**SOURCE PASSAGE:**
————
December 06, 2015 (7 min read)

By Karen C. Yotis, Esq. and Robin E. Kobayashi, J.D.

A farm worker is crushed to death after his tractor flips and pins him between the tractor and the wagon it was pulling.

A construction worker is struck and killed by a swinging crane when another worker removes a pin from the crane while they are breaking it down.

A worker drowns when he is trapped inside the cab of his excavator, after it loses traction and slides into a lake.

An assembly-line worker is killed instantly when a robot’s arm slams into his head.

A maintenance worker is killed when his clothes become entangled in the spikes of a pin-setting machine in a bowling alley.

An untrained temp worker starting his first day on the job is crushed by 2,000 pounds of cased liquor during a pallet incident at a bottling plant.
————
**DATA TO EXAMINE:**
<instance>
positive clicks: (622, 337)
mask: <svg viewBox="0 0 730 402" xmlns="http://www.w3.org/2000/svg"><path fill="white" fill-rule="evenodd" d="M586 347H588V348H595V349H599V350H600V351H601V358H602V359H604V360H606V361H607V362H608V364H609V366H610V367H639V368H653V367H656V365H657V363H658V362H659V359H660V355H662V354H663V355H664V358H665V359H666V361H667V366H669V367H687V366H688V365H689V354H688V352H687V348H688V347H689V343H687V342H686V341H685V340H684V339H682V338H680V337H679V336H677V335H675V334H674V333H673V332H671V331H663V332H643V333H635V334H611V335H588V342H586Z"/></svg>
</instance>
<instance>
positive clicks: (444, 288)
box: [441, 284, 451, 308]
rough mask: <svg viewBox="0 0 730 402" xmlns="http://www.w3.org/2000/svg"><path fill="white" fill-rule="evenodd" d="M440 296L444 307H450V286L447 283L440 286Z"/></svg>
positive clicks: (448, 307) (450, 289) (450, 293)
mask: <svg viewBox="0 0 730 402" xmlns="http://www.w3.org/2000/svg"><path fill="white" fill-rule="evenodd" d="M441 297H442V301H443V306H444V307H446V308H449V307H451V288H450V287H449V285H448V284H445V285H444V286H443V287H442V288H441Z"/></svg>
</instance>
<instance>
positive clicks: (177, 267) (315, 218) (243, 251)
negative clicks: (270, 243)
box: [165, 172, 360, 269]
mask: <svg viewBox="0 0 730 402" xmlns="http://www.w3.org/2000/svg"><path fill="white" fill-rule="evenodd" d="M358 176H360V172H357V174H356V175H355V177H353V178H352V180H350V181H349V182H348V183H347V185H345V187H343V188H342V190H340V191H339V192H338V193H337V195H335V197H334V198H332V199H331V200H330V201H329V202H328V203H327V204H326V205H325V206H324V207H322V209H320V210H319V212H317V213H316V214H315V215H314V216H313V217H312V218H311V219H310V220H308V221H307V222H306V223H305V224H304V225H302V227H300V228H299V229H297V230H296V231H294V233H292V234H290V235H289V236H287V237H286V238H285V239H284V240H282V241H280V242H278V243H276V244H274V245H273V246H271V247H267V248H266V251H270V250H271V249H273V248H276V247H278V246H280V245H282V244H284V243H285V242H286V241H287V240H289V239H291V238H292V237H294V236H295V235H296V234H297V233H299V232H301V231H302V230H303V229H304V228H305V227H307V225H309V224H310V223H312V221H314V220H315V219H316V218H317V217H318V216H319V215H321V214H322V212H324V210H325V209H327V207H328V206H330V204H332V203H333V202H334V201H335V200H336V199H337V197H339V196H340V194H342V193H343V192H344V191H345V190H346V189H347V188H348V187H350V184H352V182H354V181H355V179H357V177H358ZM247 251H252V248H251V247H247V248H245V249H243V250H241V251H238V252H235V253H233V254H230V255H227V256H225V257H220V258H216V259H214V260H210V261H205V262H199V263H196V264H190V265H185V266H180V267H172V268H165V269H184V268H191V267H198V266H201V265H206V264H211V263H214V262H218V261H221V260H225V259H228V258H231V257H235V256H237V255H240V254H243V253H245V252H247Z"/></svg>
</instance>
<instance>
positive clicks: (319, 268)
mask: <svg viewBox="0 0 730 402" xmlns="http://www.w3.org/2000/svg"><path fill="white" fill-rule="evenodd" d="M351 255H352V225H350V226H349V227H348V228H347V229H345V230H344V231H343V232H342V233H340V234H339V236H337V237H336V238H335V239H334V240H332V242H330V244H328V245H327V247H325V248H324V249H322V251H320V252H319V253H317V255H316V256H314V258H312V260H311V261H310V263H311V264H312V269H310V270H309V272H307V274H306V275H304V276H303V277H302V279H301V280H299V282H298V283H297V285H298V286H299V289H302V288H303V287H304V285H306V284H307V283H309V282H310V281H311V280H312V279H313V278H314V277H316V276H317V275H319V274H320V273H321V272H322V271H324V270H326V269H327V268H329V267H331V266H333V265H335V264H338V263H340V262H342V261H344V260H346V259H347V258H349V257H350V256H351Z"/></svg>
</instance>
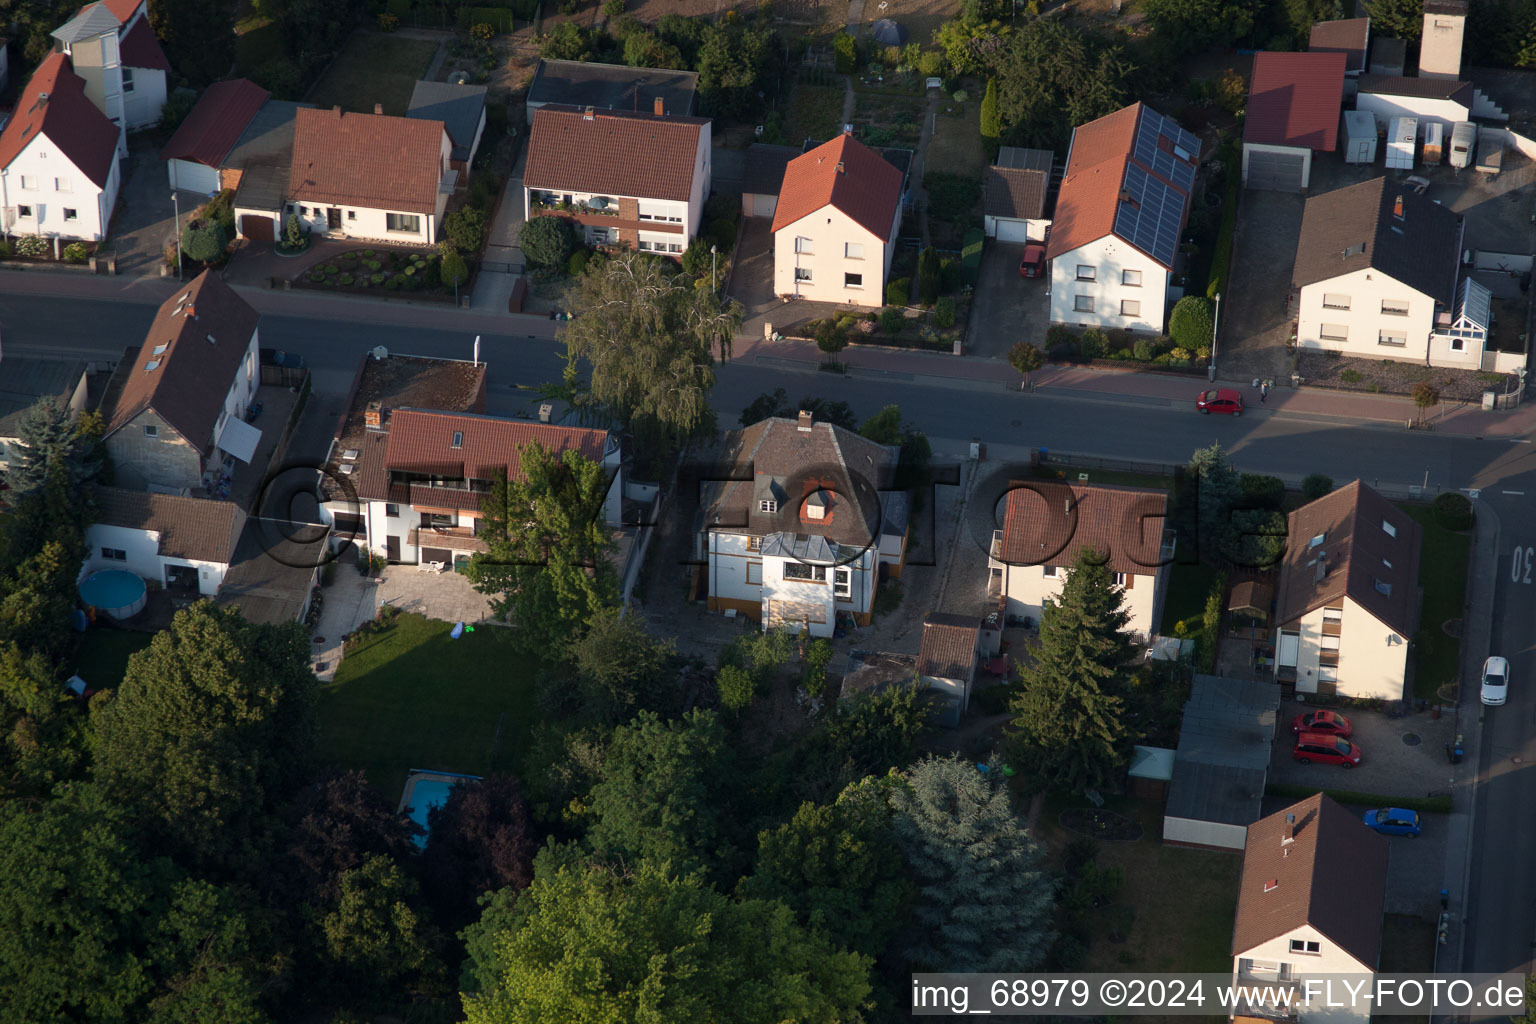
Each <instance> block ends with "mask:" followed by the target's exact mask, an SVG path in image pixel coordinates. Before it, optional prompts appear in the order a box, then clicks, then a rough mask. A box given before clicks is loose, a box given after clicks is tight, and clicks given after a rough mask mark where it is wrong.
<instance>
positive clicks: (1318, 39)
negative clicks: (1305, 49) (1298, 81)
mask: <svg viewBox="0 0 1536 1024" xmlns="http://www.w3.org/2000/svg"><path fill="white" fill-rule="evenodd" d="M1369 51H1370V18H1341V20H1336V21H1313V23H1312V34H1310V38H1309V40H1307V52H1309V54H1344V74H1346V75H1350V77H1355V75H1361V74H1364V72H1366V54H1367V52H1369Z"/></svg>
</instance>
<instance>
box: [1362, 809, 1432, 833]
mask: <svg viewBox="0 0 1536 1024" xmlns="http://www.w3.org/2000/svg"><path fill="white" fill-rule="evenodd" d="M1366 826H1367V827H1372V829H1376V831H1378V832H1381V834H1382V835H1418V834H1419V832H1421V831H1422V829H1421V826H1419V812H1418V811H1404V809H1402V808H1381V809H1379V811H1367V812H1366Z"/></svg>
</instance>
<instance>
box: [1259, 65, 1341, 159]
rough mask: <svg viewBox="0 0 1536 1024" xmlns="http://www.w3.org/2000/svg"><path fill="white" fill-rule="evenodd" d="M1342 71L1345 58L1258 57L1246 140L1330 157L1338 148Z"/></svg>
mask: <svg viewBox="0 0 1536 1024" xmlns="http://www.w3.org/2000/svg"><path fill="white" fill-rule="evenodd" d="M1344 66H1346V57H1344V54H1332V52H1330V54H1313V52H1309V54H1278V52H1267V51H1264V52H1258V54H1255V55H1253V77H1252V84H1250V86H1249V100H1247V120H1246V121H1244V127H1243V141H1244V143H1258V144H1264V146H1304V147H1307V149H1313V150H1319V152H1326V154H1332V152H1333V149H1335V144H1336V143H1338V130H1339V107H1341V106H1342V97H1344Z"/></svg>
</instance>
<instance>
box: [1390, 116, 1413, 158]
mask: <svg viewBox="0 0 1536 1024" xmlns="http://www.w3.org/2000/svg"><path fill="white" fill-rule="evenodd" d="M1418 147H1419V120H1418V118H1416V117H1395V118H1392V121H1389V123H1387V170H1413V160H1415V157H1416V155H1418Z"/></svg>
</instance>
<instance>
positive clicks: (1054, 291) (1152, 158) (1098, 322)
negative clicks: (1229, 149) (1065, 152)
mask: <svg viewBox="0 0 1536 1024" xmlns="http://www.w3.org/2000/svg"><path fill="white" fill-rule="evenodd" d="M1198 163H1200V140H1197V138H1195V137H1193V135H1190V134H1189V132H1186V130H1184V129H1181V127H1180V126H1178V124H1177V123H1175V121H1174V120H1172V118H1166V117H1163V115H1161V114H1158V112H1157V111H1154V109H1152V107H1149V106H1146V104H1143V103H1132V104H1130V106H1127V107H1123V109H1120V111H1115V112H1114V114H1109V115H1106V117H1101V118H1098V120H1097V121H1089V123H1087V124H1081V126H1078V127H1077V129H1075V130H1074V132H1072V146H1071V149H1068V155H1066V175H1064V177H1063V180H1061V190H1060V193H1058V195H1057V206H1055V216H1054V218H1052V224H1051V239H1049V243H1048V246H1046V258H1048V259H1051V322H1054V324H1074V325H1081V327H1120V329H1123V330H1129V332H1137V333H1150V335H1158V333H1163V324H1164V321H1166V318H1167V309H1169V304H1170V302H1169V281H1170V278H1172V275H1174V264H1175V259H1177V258H1178V241H1180V235H1181V232H1183V230H1184V224H1186V223H1187V221H1189V197H1190V189H1192V187H1193V184H1195V169H1197V166H1198Z"/></svg>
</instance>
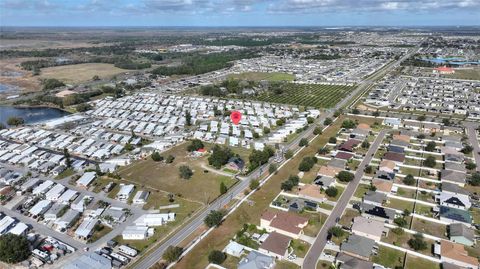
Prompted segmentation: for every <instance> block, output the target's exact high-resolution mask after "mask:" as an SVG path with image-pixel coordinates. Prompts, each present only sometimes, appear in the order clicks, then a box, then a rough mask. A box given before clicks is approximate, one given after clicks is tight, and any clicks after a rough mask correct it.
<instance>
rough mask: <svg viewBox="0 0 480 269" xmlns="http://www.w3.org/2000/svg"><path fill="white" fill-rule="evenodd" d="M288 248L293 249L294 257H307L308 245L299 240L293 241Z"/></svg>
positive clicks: (294, 240) (295, 240)
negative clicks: (289, 246) (305, 256)
mask: <svg viewBox="0 0 480 269" xmlns="http://www.w3.org/2000/svg"><path fill="white" fill-rule="evenodd" d="M290 247H291V248H292V249H293V251H294V253H295V255H297V257H302V258H303V257H305V255H307V251H308V249H309V248H310V244H308V243H307V242H305V241H302V240H299V239H293V240H292V241H291V242H290Z"/></svg>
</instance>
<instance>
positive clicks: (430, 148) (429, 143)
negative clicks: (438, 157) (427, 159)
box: [425, 141, 437, 152]
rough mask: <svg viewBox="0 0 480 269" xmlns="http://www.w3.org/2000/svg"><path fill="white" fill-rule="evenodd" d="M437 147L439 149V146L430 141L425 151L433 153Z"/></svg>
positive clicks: (427, 145)
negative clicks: (438, 148)
mask: <svg viewBox="0 0 480 269" xmlns="http://www.w3.org/2000/svg"><path fill="white" fill-rule="evenodd" d="M436 147H437V144H436V143H435V142H433V141H429V142H428V143H427V145H426V146H425V151H430V152H432V151H434V150H435V148H436Z"/></svg>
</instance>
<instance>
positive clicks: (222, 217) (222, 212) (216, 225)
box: [204, 210, 225, 228]
mask: <svg viewBox="0 0 480 269" xmlns="http://www.w3.org/2000/svg"><path fill="white" fill-rule="evenodd" d="M224 216H225V213H224V212H223V211H218V210H212V211H210V213H208V215H207V216H206V217H205V219H204V222H205V225H207V226H208V227H209V228H212V227H218V226H219V225H220V224H221V223H222V219H223V217H224Z"/></svg>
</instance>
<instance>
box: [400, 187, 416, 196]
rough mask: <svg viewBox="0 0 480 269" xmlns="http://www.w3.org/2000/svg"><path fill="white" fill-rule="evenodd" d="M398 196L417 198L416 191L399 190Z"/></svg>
mask: <svg viewBox="0 0 480 269" xmlns="http://www.w3.org/2000/svg"><path fill="white" fill-rule="evenodd" d="M397 195H398V196H402V197H405V198H415V190H411V189H405V188H398V190H397Z"/></svg>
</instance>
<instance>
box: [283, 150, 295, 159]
mask: <svg viewBox="0 0 480 269" xmlns="http://www.w3.org/2000/svg"><path fill="white" fill-rule="evenodd" d="M292 157H293V151H292V150H291V149H289V150H287V152H285V159H290V158H292Z"/></svg>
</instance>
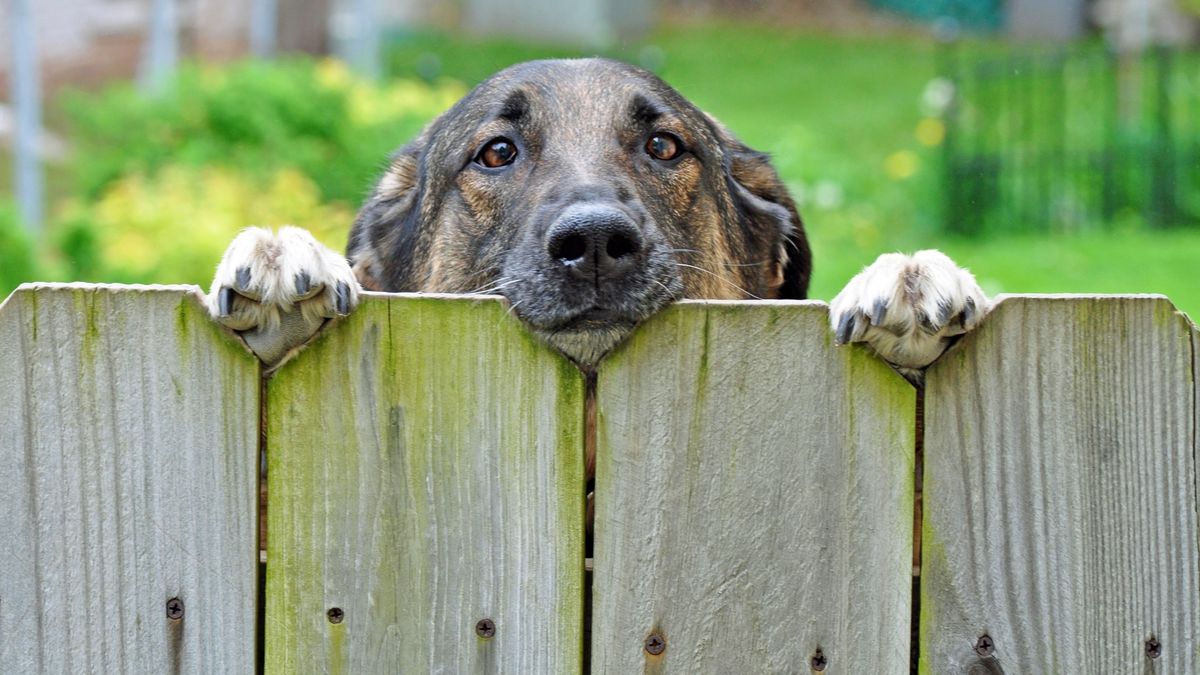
————
**PROBLEM REQUIREMENTS:** Please summarize the passage on fatal workplace incidents in two sentences.

**TASK ANSWER:** A farm worker is crushed when his tractor flips, a construction worker is struck by a swinging crane, and a worker drowns when his excavator slides into a lake with him trapped in the cab. An assembly-line worker is killed by a robot's arm, a maintenance worker dies when his clothes catch in a bowling alley's pin-setting machine, and an untrained temp worker is crushed by 2,000 pounds of cased liquor on his first day.